*Passage*
[Start of Attachment]

The second occurrence of Devon includes his friend Matt who's literally a fedora-wearing turbo fuck. Matt was WAY into memes. Like, more than any person should reasonably be. Everytime he used the word 'dank' he would let out this fucking God awful laugh resembling him shouting, "KEK!!" He would use that word in just normal conversation. For example I remember him talking with Devon in the lunch room and he said, "Devon can I have some of those dank chips. KEK!" It was horrendous.
Fast forward to gym class when we had to do our final physical test. Both Matt and Devon are clearly in awful shape. First assessment was high jump. Devon was 3rd to go. He AND Matt go at the same time, and fucking clobber the pole as if it was made of feathers and clatter into an ungodly mess on the floor. It would have been less awkward if Matt hadn't let out one loud "KEK" immediately after it happened. Nothing more notable happened until the LAST event which was sprints, more specifically, the 100 meter.
Devon's up and he says, "I got this, shitlords." and gets ready to sprint. The gun goes off and I shit you not, 4 steps in, his right ankle does a 180 degree twist and cracks as loud as the starting gun. He goes down and yells, "AW, FUCKIN FUCKS." At this point we're all in shock, both by the volume of his profanity and the fact his right ankle decided to turn into a fucking pretzel. There's no teachers in these classes, so we usually take care of ourselves. The only person to move at this point was Matt, and he walks up and instead of addressing Devon's ankle, [B]fucking rolls him like a snowman to the wall[/B] in a feeble attempt to "move" him. We call the school nurse to see what the problem is and she says, "It's broken I think, I'll call the ambulance." in which he weakly replies, "This is the price of glory." then actually gets off the nurse's bed, gets on his belly and tries to penguin slide out the door with a shattered ankle. Of course, he's a fat fuck so he gets maybe 6 inches before he gives up.
They did not graduate. They "finished" grade 12 with 16 credits each for all 4 years. Pretty sure they've dropped out, or have been kicked out by now.[/QUOTE]
Wow, this is "glue sniffing" retarded, how can these two even breathe without help?
[QUOTE=DEMONSKUL;47663478]Wow, this is "glue sniffing" retarded, how can these two even breathe without help?[/QUOTE]
They are like the perfect duo though. It's like they feed off each other's autistic energy to become super autism warriors or something.
There's this one kid who kinda stalks the restroom and every time you go into a stall he kinda just stalks you in their. He looks over the stall and even through the cracks. He's been doing this since freshman year.
I feel like I should carry a cross on me from now on.
A little update on our dumbass duo. Matt got arrested for stealing smoke detectors and lighting small fires. I assume when the police showed up he "KEK'd" and tried to run.
Devon is in high school still, trying to get the remaining [b]8 credits[/B] and I've been told he's gotten 3. Good luck, Devon. Oh and hid various meats around the room until they started to rot and did that constantly thought the semester. No one ever caught him until the last few weeks where he was seen putting uncooked chicken strips in the utility closet.

[End of Attachment]

*Record extracts*

[Start of Attachment]

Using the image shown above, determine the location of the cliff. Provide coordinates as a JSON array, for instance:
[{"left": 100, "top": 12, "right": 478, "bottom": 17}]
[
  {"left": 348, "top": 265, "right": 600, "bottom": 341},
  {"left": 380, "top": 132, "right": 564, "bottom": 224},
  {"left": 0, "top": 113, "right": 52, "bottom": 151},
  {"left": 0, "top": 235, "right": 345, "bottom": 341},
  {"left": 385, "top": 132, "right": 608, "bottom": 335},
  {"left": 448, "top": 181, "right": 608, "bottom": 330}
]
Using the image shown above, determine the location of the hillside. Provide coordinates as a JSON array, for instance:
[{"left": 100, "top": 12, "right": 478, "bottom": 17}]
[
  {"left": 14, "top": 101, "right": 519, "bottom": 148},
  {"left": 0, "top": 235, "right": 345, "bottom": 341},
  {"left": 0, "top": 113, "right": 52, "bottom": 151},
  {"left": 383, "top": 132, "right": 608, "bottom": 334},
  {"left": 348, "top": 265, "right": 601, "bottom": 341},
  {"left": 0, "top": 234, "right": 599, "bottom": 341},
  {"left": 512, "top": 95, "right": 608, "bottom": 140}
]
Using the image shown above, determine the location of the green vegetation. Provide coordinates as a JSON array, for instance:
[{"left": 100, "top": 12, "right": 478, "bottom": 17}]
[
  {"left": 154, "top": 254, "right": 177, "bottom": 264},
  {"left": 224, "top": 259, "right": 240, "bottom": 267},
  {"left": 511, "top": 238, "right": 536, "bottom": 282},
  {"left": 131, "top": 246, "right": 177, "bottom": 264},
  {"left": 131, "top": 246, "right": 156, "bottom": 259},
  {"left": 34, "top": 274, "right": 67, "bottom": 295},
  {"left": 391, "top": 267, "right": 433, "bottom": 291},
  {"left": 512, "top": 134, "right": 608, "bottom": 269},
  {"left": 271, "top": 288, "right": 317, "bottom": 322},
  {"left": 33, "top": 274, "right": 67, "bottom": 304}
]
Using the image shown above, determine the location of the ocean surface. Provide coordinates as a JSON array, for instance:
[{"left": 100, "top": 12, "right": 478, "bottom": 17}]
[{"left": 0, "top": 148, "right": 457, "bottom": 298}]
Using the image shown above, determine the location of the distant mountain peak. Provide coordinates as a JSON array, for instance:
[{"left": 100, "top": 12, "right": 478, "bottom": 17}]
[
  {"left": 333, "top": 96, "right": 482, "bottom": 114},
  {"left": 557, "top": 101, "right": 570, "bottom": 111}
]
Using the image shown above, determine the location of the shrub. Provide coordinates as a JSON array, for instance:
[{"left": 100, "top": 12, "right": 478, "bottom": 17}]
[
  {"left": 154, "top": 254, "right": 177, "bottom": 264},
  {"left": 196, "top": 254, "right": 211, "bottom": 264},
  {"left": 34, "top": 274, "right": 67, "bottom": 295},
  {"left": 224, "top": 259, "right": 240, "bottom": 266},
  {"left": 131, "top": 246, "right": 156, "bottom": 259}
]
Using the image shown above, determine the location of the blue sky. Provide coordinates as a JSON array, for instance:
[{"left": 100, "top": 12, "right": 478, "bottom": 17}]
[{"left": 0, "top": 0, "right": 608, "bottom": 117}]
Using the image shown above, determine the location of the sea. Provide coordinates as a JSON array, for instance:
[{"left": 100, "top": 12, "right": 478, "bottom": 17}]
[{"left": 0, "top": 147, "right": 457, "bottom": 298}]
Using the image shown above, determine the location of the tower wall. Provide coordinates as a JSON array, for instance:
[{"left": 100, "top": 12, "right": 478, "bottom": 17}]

[End of Attachment]

*Your assignment*
Retype the part of the forum thread starting with "They did not" and going on through "since freshman year.". Rely on the forum thread alone.

*Task response*
They did not graduate. They "finished" grade 12 with 16 credits each for all 4 years. Pretty sure they've dropped out, or have been kicked out by now.[/QUOTE]
Wow, this is "glue sniffing" retarded, how can these two even breathe without help?
[QUOTE=DEMONSKUL;47663478]Wow, this is "glue sniffing" retarded, how can these two even breathe without help?[/QUOTE]
They are like the perfect duo though. It's like they feed off each other's autistic energy to become super autism warriors or something.
There's this one kid who kinda stalks the restroom and every time you go into a stall he kinda just stalks you in their. He looks over the stall and even through the cracks. He's been doing this since freshman year.